*** EXTRACTED MATERIAL ***

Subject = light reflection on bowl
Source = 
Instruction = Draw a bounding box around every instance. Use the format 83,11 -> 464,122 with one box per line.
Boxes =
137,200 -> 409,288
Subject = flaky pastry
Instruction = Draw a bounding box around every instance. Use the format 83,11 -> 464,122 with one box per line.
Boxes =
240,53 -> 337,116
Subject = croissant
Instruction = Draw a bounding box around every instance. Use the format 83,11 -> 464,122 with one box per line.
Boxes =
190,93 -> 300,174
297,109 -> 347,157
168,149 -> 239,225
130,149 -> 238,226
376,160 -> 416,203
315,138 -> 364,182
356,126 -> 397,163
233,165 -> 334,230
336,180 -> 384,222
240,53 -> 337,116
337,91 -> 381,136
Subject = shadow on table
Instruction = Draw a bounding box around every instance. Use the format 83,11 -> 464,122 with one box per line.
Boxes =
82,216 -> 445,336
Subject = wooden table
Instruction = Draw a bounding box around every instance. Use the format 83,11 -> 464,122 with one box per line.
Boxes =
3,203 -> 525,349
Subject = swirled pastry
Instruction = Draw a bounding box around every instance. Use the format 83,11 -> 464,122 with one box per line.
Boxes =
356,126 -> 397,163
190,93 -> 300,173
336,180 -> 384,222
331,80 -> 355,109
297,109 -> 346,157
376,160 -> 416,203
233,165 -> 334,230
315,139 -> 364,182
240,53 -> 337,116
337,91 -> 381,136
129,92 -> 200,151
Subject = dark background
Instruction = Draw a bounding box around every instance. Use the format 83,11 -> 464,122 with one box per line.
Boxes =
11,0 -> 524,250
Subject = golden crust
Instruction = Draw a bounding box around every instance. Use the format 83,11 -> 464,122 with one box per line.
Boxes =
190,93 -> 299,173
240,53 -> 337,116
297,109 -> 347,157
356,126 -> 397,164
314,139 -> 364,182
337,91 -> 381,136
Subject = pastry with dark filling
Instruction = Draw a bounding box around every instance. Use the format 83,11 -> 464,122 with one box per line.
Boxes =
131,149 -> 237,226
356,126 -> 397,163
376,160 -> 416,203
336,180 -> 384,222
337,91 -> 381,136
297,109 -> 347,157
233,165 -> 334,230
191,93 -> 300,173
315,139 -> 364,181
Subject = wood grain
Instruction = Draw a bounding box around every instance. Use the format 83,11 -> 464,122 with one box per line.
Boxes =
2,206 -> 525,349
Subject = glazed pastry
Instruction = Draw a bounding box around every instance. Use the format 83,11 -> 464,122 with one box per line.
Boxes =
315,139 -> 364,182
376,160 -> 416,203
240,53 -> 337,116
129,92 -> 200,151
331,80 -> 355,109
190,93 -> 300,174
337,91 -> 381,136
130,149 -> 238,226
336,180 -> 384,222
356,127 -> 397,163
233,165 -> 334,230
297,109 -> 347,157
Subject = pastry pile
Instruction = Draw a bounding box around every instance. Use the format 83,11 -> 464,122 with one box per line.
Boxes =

*** End of EXTRACTED MATERIAL ***

== WHAT THIS TASK INVOLVES ==
Retype the material precisely, leaving out no line.

== WRITTEN ANSWER ==
Subject = light reflection on bowl
Source = 
Instruction = Draw a bounding box around every instance. Use the format 83,11 -> 464,122 with one box per line.
Boxes =
137,200 -> 409,288
Subject = flaky pastry
Instruction = Draw a bounding box around every instance. Use the format 83,11 -> 464,122 with one box per line.
Boxes =
240,53 -> 337,116
Subject = croissant
Instruction = Draw a bounding box around every instance. Use the format 83,11 -> 464,122 with one box per line.
Boxes =
190,93 -> 300,174
297,109 -> 347,157
168,149 -> 239,225
130,149 -> 238,226
376,160 -> 416,203
315,138 -> 364,182
356,126 -> 397,163
233,165 -> 334,230
336,180 -> 384,222
240,53 -> 337,116
337,91 -> 381,136
Subject = shadow on table
Instruction = Draw a bounding box around every instance. Use the format 83,11 -> 464,122 with one box per line.
Boxes =
82,216 -> 445,336
Subject = wooden table
Instruction = Draw a bounding box around every instance. Use the format 83,11 -> 464,122 with one box per line.
Boxes =
3,203 -> 525,349
Subject = swirled pastry
Instruction = Draw a bounding box around every instance. Use the format 83,11 -> 464,122 with one box per line.
Boxes =
356,126 -> 397,163
190,93 -> 300,173
336,180 -> 384,222
331,80 -> 355,109
297,109 -> 346,157
376,160 -> 416,203
233,165 -> 334,230
315,139 -> 364,182
240,53 -> 337,116
337,91 -> 381,136
129,92 -> 200,151
Subject = dark background
Instruction = Draw a bounding box around every instance. Use the format 83,11 -> 464,122 with one box per line.
Boxes =
11,0 -> 524,250
Subject = golden crust
Instruction = Draw a bounding box around every instance. Use the format 83,11 -> 464,122 with one box per line.
Boxes =
190,93 -> 299,173
240,53 -> 337,116
297,109 -> 347,157
356,126 -> 397,164
314,139 -> 364,182
337,91 -> 381,136
Subject = pastry with dark filling
Instruction = Draw a bounding box around every instance. Use the format 83,11 -> 464,122 with one box per line.
Boxes =
131,149 -> 237,226
356,126 -> 397,163
376,160 -> 416,203
336,180 -> 384,222
337,91 -> 381,136
297,109 -> 347,157
233,165 -> 334,230
191,93 -> 300,173
315,139 -> 364,181
Subject = wood grain
Instruction = Draw a bounding box around every instance. Use the format 83,11 -> 464,122 with one box per line.
Boxes =
2,206 -> 525,349
Subject = glazed pastry
Instruction = Draw a bounding box around every instance. Use the format 83,11 -> 464,122 with one box per line.
Boxes =
315,139 -> 364,182
376,160 -> 416,203
240,53 -> 337,116
129,92 -> 200,151
331,80 -> 355,109
190,93 -> 300,174
337,91 -> 381,136
130,149 -> 238,226
336,180 -> 384,222
356,127 -> 397,163
233,165 -> 334,230
297,109 -> 347,157
Subject = pastry pile
Instruction = Draw a bounding box around every instance. Use the format 83,11 -> 464,122 with one box per line.
Boxes =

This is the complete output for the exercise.